Referring expression pointing data
⟨
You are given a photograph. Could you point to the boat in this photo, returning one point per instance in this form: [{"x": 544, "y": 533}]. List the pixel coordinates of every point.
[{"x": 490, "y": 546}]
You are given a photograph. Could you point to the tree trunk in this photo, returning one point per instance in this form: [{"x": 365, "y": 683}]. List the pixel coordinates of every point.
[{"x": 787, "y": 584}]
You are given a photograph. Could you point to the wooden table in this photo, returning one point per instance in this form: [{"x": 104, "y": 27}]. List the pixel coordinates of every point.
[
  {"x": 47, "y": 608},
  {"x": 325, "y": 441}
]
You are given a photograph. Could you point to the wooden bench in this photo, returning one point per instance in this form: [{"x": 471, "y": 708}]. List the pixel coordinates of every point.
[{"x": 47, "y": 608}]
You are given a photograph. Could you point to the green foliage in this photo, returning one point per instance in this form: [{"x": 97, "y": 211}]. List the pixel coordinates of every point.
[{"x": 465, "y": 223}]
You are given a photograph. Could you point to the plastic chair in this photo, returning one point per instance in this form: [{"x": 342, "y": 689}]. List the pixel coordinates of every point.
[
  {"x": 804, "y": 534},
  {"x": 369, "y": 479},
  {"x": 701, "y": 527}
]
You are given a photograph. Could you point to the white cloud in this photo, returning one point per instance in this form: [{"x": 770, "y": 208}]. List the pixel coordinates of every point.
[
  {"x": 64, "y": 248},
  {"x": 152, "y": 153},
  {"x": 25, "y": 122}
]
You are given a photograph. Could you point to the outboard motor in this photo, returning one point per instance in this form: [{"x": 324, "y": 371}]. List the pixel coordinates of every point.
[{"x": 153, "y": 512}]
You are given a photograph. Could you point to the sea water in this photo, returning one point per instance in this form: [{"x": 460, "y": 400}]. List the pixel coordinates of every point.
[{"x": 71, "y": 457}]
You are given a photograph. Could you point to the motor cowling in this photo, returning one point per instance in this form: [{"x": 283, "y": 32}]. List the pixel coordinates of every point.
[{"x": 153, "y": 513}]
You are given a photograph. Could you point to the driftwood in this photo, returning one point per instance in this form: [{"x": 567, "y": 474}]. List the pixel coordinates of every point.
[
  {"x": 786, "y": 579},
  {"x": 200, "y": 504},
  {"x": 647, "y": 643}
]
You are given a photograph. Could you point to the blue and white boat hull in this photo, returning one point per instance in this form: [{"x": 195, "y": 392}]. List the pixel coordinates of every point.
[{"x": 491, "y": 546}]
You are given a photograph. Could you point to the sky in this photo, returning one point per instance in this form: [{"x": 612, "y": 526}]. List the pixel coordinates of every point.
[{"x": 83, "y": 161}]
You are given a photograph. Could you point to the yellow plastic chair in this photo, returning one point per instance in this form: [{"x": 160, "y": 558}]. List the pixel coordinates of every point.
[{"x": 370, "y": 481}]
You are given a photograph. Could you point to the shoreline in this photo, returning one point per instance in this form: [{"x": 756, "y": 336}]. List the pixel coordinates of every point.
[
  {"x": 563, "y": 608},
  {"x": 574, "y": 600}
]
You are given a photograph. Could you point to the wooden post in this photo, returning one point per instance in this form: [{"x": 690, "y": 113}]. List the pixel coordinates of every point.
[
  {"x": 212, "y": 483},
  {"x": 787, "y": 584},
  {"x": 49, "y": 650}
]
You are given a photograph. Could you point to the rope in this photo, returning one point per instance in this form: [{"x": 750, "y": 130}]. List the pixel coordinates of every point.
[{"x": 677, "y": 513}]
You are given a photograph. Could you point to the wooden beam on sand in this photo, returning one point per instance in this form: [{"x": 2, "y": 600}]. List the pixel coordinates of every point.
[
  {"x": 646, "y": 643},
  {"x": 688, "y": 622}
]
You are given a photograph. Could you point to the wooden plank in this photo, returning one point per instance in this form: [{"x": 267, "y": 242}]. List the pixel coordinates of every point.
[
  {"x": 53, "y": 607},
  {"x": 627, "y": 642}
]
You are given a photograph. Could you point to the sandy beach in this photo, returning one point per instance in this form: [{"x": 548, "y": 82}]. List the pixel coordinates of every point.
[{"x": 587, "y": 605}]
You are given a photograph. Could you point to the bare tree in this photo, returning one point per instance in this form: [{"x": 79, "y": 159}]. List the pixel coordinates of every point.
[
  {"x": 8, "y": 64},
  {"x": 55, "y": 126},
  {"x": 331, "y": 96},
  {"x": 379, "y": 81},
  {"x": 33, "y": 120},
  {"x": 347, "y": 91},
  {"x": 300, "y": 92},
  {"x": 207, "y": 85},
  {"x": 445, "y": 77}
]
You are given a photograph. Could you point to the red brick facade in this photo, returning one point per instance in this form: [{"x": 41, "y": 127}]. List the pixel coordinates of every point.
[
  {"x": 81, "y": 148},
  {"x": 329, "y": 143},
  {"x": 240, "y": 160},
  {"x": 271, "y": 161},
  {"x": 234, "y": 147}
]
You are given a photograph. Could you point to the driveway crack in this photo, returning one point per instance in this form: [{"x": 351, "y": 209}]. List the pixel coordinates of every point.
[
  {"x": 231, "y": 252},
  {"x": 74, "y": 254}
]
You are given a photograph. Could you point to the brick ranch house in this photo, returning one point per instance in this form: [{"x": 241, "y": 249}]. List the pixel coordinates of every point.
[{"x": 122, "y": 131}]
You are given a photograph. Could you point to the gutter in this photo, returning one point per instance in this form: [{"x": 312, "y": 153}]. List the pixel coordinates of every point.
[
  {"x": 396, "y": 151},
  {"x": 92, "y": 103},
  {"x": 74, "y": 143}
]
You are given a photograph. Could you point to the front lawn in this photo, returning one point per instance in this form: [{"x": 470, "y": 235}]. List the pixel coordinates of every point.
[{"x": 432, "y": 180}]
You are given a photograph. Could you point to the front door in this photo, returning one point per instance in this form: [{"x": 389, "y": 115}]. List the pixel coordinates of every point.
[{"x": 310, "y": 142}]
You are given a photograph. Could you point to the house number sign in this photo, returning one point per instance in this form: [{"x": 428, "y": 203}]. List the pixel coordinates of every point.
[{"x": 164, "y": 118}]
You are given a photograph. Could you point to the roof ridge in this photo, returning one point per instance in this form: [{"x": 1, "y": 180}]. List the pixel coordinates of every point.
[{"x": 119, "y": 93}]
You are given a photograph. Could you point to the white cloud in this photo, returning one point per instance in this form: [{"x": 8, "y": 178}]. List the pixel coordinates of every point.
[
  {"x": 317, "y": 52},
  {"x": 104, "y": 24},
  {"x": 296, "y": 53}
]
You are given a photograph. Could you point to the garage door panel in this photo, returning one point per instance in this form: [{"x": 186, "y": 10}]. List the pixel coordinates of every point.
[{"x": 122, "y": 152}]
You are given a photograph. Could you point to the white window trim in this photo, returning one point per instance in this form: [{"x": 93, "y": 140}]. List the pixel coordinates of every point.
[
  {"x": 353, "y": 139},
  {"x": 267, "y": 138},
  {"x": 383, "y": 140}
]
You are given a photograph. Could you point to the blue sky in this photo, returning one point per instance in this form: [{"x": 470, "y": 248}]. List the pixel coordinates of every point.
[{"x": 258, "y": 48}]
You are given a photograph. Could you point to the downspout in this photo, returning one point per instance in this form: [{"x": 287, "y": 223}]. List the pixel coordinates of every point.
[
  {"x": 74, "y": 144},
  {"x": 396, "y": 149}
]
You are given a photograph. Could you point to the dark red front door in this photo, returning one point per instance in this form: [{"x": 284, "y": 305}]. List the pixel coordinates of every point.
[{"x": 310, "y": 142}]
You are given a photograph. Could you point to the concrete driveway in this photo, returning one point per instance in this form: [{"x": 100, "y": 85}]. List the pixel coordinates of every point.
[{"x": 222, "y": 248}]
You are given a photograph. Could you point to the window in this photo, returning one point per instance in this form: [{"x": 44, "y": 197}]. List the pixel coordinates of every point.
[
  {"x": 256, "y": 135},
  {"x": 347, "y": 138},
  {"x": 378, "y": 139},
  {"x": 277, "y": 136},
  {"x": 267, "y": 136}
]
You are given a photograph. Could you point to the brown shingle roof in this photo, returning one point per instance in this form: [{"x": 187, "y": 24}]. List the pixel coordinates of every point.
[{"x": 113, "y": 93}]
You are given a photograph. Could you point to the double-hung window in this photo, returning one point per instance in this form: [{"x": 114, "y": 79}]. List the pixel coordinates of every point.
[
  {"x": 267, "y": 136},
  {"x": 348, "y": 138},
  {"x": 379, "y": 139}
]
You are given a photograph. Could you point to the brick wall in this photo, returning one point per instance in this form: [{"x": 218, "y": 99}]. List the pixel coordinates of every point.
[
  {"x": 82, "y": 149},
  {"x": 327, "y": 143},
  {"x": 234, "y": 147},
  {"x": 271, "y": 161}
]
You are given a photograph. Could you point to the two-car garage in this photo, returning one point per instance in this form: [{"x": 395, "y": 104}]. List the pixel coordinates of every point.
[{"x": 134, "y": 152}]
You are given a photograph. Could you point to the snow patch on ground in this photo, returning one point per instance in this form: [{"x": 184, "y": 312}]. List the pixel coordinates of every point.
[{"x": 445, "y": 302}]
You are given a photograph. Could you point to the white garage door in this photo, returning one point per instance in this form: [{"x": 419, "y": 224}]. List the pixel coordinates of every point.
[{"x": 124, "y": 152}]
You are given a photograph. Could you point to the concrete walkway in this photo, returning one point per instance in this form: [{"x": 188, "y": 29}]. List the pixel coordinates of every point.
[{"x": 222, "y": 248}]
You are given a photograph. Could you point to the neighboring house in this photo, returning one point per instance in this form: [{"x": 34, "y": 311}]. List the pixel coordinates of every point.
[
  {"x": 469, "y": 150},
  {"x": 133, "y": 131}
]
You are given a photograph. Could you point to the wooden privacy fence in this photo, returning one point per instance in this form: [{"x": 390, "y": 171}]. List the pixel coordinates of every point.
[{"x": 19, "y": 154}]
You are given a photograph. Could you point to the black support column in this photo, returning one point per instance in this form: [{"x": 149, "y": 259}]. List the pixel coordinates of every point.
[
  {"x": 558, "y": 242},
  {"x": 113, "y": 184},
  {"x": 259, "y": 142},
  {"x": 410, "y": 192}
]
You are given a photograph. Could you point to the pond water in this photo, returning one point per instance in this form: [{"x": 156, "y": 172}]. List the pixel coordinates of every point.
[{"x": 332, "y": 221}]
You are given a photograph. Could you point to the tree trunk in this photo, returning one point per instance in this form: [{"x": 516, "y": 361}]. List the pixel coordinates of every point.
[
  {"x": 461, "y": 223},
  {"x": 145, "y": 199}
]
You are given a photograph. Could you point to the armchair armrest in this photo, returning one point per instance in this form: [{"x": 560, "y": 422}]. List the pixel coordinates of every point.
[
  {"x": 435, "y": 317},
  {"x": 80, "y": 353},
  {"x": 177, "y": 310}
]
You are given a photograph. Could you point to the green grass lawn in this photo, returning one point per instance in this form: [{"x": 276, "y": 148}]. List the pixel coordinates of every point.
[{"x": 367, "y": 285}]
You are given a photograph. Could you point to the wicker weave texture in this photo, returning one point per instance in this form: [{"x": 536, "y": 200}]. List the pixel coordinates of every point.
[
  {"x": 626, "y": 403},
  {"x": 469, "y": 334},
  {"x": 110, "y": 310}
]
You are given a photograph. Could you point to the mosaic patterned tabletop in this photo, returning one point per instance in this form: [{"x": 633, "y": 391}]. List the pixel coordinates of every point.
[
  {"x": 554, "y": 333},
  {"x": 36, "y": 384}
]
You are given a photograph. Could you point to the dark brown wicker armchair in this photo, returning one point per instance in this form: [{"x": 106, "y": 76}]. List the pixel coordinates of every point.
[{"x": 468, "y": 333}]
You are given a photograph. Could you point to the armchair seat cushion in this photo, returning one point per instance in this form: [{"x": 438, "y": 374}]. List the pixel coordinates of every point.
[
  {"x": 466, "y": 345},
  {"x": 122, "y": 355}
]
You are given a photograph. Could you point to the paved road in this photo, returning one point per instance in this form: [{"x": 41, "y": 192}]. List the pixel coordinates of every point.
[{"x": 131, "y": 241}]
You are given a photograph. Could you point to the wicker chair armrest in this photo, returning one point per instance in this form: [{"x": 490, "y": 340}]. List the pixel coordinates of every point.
⟩
Output exactly the lines above, from the one holding "the armchair seat" through the end of the data, including the first and last.

* _TASK SOLUTION_:
You are given a photograph. Could you point to the armchair seat cushion in this photo, returning one point per instance in this form: [{"x": 438, "y": 374}]. List the pixel coordinates of every point.
[
  {"x": 466, "y": 345},
  {"x": 122, "y": 355}
]
You are given a photograph. Could you point to the paved road in this photo, returning one point per instance in this form: [{"x": 41, "y": 192}]. List the pixel coordinates of every point.
[{"x": 131, "y": 241}]
You are given a photograph. Could you point to the wicker chair armrest in this photo, returning one point per instance in this form: [{"x": 490, "y": 340}]. List the pixel coordinates of every point.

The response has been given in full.